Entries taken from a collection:
--- START ---
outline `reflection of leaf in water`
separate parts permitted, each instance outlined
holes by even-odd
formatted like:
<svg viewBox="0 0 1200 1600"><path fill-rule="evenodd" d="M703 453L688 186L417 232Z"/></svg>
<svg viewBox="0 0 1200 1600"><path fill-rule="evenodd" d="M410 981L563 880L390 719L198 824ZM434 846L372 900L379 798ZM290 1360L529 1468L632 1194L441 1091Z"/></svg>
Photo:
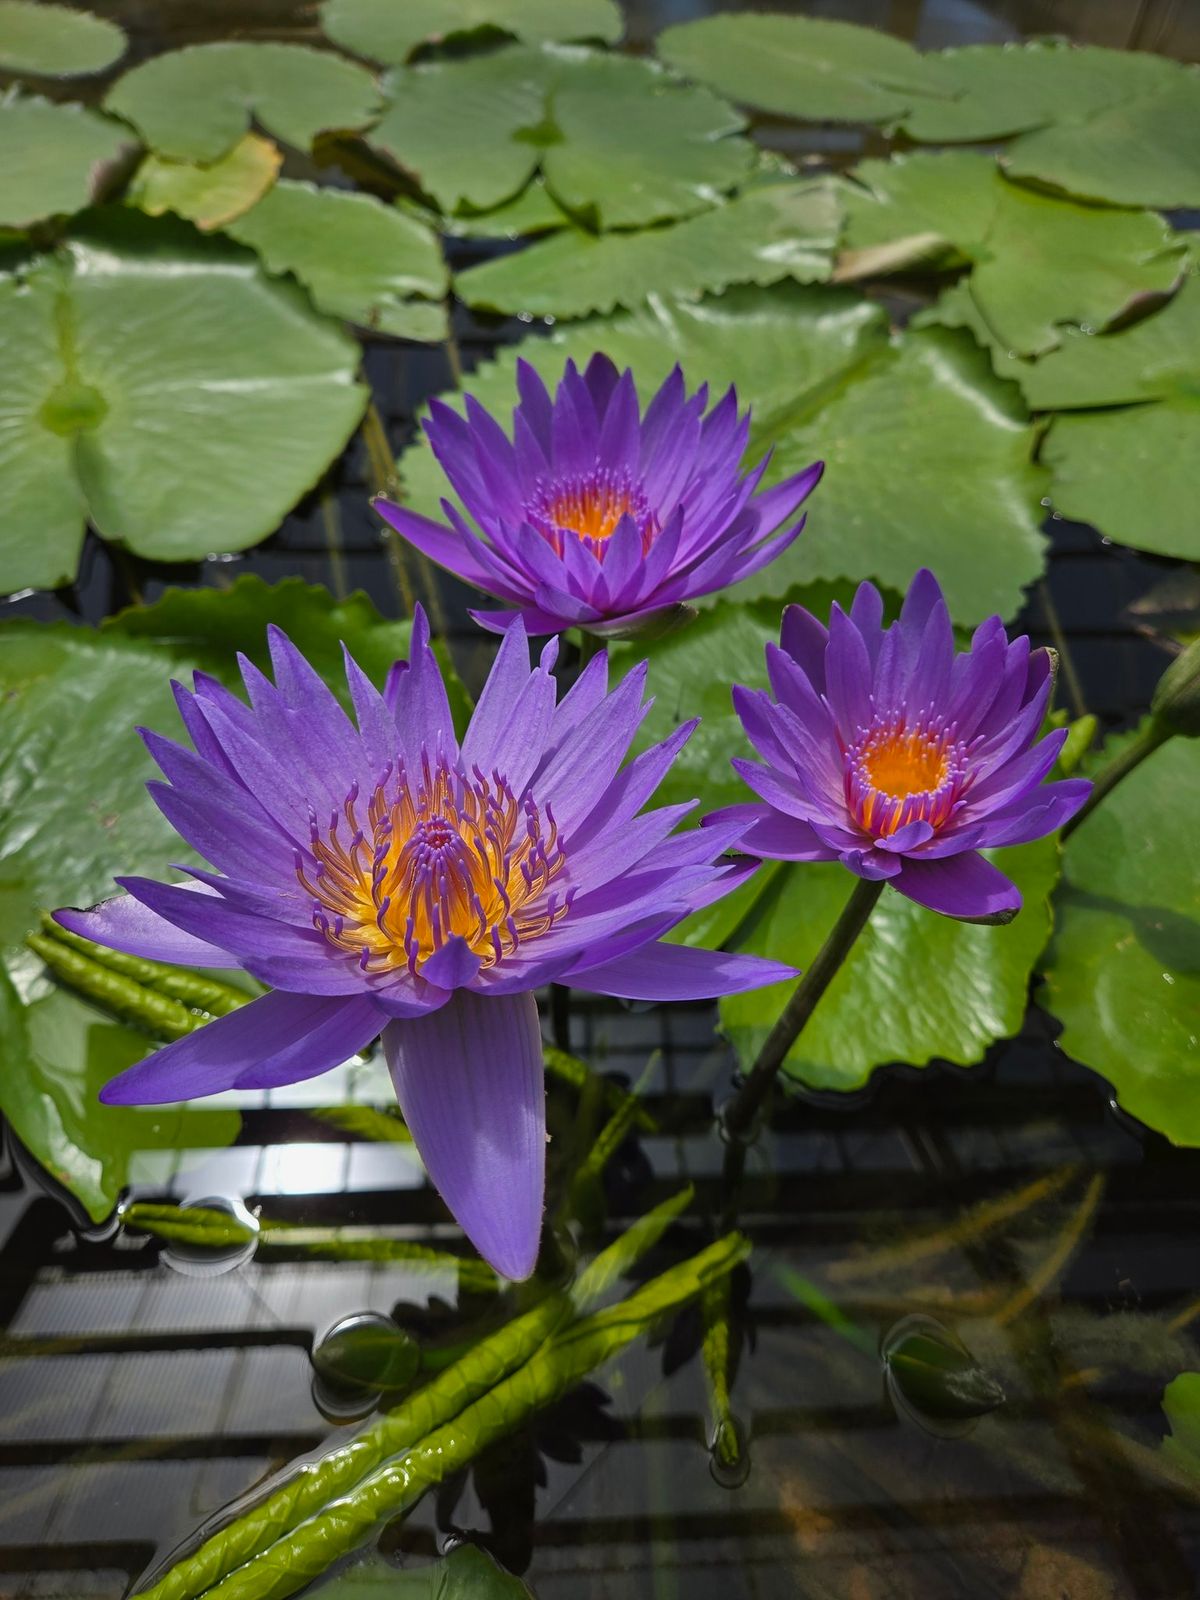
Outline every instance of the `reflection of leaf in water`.
<svg viewBox="0 0 1200 1600"><path fill-rule="evenodd" d="M1171 1425L1163 1454L1200 1479L1200 1372L1181 1372L1167 1385L1163 1410Z"/></svg>
<svg viewBox="0 0 1200 1600"><path fill-rule="evenodd" d="M521 1600L530 1595L519 1578L470 1544L407 1571L372 1553L312 1592L322 1600Z"/></svg>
--- END ---
## What you should do
Omit the pictures, then output every record exactly as given.

## Your solution
outline `reflection of leaf in water`
separate parts permitted, each instance outlined
holes by even-odd
formatted like:
<svg viewBox="0 0 1200 1600"><path fill-rule="evenodd" d="M703 453L688 186L417 232Z"/></svg>
<svg viewBox="0 0 1200 1600"><path fill-rule="evenodd" d="M410 981L563 880L390 719L198 824ZM434 846L372 900L379 798ZM290 1360L529 1468L632 1194L441 1091Z"/></svg>
Photo:
Outline every instance of the `reflection of leaf in water`.
<svg viewBox="0 0 1200 1600"><path fill-rule="evenodd" d="M1171 1425L1163 1454L1200 1479L1200 1372L1181 1372L1167 1385L1163 1410Z"/></svg>
<svg viewBox="0 0 1200 1600"><path fill-rule="evenodd" d="M521 1600L530 1595L519 1578L470 1544L407 1571L372 1553L312 1592L322 1600Z"/></svg>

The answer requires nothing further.